(Stored records)
● ● ● ● ●

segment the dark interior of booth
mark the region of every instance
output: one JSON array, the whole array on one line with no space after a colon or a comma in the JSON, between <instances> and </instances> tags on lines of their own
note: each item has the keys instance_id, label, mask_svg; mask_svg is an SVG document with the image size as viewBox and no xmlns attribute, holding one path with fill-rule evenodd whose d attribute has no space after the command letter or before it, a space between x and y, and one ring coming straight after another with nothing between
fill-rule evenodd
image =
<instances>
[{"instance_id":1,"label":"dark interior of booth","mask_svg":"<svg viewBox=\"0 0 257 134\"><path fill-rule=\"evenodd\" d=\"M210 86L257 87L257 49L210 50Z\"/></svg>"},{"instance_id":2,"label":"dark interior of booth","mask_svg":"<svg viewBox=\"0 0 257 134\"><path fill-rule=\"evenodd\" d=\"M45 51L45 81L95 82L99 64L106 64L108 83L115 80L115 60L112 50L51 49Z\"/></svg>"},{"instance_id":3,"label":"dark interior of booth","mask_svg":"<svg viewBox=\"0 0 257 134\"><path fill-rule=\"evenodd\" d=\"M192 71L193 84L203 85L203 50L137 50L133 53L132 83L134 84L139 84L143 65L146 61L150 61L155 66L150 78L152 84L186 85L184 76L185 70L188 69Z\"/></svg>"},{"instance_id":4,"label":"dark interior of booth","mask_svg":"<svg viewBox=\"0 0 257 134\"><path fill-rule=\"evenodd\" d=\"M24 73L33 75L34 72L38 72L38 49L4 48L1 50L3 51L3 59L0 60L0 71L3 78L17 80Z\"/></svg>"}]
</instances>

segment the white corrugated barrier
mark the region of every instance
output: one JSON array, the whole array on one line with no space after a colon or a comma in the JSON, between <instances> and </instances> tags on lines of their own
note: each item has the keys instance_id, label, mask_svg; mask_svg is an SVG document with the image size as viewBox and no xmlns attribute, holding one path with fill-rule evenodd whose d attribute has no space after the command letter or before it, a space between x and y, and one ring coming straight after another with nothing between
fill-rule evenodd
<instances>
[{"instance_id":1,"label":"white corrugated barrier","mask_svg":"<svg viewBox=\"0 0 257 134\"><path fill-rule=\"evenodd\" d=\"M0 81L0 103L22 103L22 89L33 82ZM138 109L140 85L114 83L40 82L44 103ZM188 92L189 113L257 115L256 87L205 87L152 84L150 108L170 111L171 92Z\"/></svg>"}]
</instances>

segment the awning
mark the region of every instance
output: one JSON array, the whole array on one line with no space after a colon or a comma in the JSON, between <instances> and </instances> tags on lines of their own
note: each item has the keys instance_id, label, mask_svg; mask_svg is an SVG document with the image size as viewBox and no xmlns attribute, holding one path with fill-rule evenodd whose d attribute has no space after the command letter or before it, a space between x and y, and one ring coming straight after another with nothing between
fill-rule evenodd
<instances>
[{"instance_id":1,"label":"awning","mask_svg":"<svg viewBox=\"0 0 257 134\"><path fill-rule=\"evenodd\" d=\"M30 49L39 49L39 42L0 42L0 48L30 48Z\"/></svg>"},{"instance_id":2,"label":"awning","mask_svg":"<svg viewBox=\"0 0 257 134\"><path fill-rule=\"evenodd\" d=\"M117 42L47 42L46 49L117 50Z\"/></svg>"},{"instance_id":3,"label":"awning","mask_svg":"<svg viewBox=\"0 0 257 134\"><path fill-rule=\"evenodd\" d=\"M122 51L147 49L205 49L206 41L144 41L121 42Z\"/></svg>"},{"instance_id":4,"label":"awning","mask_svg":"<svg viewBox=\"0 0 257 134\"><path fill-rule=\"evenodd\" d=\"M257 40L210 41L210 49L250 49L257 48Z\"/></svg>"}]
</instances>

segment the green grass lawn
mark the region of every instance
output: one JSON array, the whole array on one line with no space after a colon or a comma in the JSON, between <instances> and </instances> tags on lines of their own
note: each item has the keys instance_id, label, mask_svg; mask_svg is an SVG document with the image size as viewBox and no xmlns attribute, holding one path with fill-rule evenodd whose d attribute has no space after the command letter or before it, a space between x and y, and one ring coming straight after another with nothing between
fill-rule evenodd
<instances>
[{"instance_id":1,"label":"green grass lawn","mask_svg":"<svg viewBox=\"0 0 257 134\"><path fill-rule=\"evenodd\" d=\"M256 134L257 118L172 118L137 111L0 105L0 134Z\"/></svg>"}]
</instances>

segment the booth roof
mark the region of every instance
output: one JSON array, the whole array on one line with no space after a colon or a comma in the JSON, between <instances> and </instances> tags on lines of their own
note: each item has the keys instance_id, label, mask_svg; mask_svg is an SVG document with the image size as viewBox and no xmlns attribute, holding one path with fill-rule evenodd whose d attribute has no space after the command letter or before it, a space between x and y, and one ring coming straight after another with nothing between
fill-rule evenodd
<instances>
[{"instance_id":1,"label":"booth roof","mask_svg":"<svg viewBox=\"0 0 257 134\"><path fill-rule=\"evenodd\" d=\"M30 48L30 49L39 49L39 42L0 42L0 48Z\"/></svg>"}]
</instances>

● ● ● ● ●

## What this task involves:
Give a word-for-word copy of the records.

## Expected answer:
segment the dark interior of booth
mark the region of every instance
output: one JSON array, the whole array on one line with no space after a colon or a comma in the JSON, between <instances> and </instances> tags on lines of their own
note: each item has the keys instance_id, label, mask_svg; mask_svg is an SVG document with the image size as viewBox and no xmlns attribute, holding one path with fill-rule evenodd whose d attribute has no space after the command letter or before it, a space between x and y, and one ring coming straight after another with nothing between
fill-rule evenodd
image =
<instances>
[{"instance_id":1,"label":"dark interior of booth","mask_svg":"<svg viewBox=\"0 0 257 134\"><path fill-rule=\"evenodd\" d=\"M210 86L257 87L257 49L210 50Z\"/></svg>"},{"instance_id":2,"label":"dark interior of booth","mask_svg":"<svg viewBox=\"0 0 257 134\"><path fill-rule=\"evenodd\" d=\"M45 51L45 81L95 82L99 64L106 64L108 83L115 80L115 60L112 50L51 49Z\"/></svg>"},{"instance_id":3,"label":"dark interior of booth","mask_svg":"<svg viewBox=\"0 0 257 134\"><path fill-rule=\"evenodd\" d=\"M192 71L193 84L203 85L203 50L137 50L133 53L132 83L134 84L139 84L143 65L146 61L150 61L155 66L150 78L152 84L186 85L184 76L185 70L188 69Z\"/></svg>"},{"instance_id":4,"label":"dark interior of booth","mask_svg":"<svg viewBox=\"0 0 257 134\"><path fill-rule=\"evenodd\" d=\"M24 73L33 75L34 72L38 72L38 49L4 48L1 50L3 51L3 59L0 60L0 71L3 78L17 80Z\"/></svg>"}]
</instances>

segment the white corrugated barrier
mark the region of every instance
output: one JSON array, the whole array on one line with no space after a colon or a comma in the JSON, between <instances> and </instances> tags on lines of their own
note: each item has the keys instance_id, label, mask_svg; mask_svg is an SVG document with the image size as viewBox and no xmlns attribute, holding one path with fill-rule evenodd whose d attribute has no space after the command letter or before it, a space between x and y, and one ring coming straight after another with nothing between
fill-rule evenodd
<instances>
[{"instance_id":1,"label":"white corrugated barrier","mask_svg":"<svg viewBox=\"0 0 257 134\"><path fill-rule=\"evenodd\" d=\"M0 81L0 103L22 103L22 89L33 82ZM138 109L140 85L114 83L40 82L44 103ZM188 92L189 113L257 115L256 87L205 87L152 84L150 108L170 111L171 92Z\"/></svg>"}]
</instances>

segment the awning
mark the region of every instance
output: one JSON array, the whole array on one line with no space after a colon or a comma in the JSON, between <instances> and </instances> tags on lines of their own
note: each item has the keys instance_id, label, mask_svg; mask_svg is an SVG document with the image size as viewBox and no xmlns attribute, holding one path with fill-rule evenodd whose d attribute has no space after the command letter or before it, a space between x and y, and one ring coming straight after another with nothing between
fill-rule evenodd
<instances>
[{"instance_id":1,"label":"awning","mask_svg":"<svg viewBox=\"0 0 257 134\"><path fill-rule=\"evenodd\" d=\"M30 49L39 49L39 42L0 42L0 48L30 48Z\"/></svg>"},{"instance_id":2,"label":"awning","mask_svg":"<svg viewBox=\"0 0 257 134\"><path fill-rule=\"evenodd\" d=\"M117 42L47 42L46 49L117 50Z\"/></svg>"},{"instance_id":3,"label":"awning","mask_svg":"<svg viewBox=\"0 0 257 134\"><path fill-rule=\"evenodd\" d=\"M122 51L147 49L205 49L206 41L144 41L121 42Z\"/></svg>"},{"instance_id":4,"label":"awning","mask_svg":"<svg viewBox=\"0 0 257 134\"><path fill-rule=\"evenodd\" d=\"M257 40L210 41L210 49L250 49L257 48Z\"/></svg>"}]
</instances>

segment the green grass lawn
mark the region of every instance
output: one JSON array, the whole array on one line with no space after a colon or a comma in the JSON, between <instances> and </instances> tags on lines of their own
note: each item has the keys instance_id, label, mask_svg; mask_svg is an SVG document with the image size as viewBox and no xmlns attribute, holding one path with fill-rule evenodd whose d attribute has no space after the command letter or before it, a space between x and y, and one ring coming straight after another with nothing between
fill-rule evenodd
<instances>
[{"instance_id":1,"label":"green grass lawn","mask_svg":"<svg viewBox=\"0 0 257 134\"><path fill-rule=\"evenodd\" d=\"M256 134L257 118L172 118L137 111L0 105L0 134Z\"/></svg>"}]
</instances>

segment the booth roof
mark the region of every instance
output: one JSON array, the whole array on one line with no space after a colon or a comma in the JSON, between <instances> and </instances> tags on lines of their own
note: each item has the keys instance_id, label, mask_svg; mask_svg is an SVG document with the image size as viewBox and no xmlns attribute, holding one path with fill-rule evenodd whose d attribute has no space after the command letter or before it, a space between x and y, and one ring coming straight after another with nothing between
fill-rule evenodd
<instances>
[{"instance_id":1,"label":"booth roof","mask_svg":"<svg viewBox=\"0 0 257 134\"><path fill-rule=\"evenodd\" d=\"M30 48L30 49L39 49L39 42L0 42L0 48Z\"/></svg>"}]
</instances>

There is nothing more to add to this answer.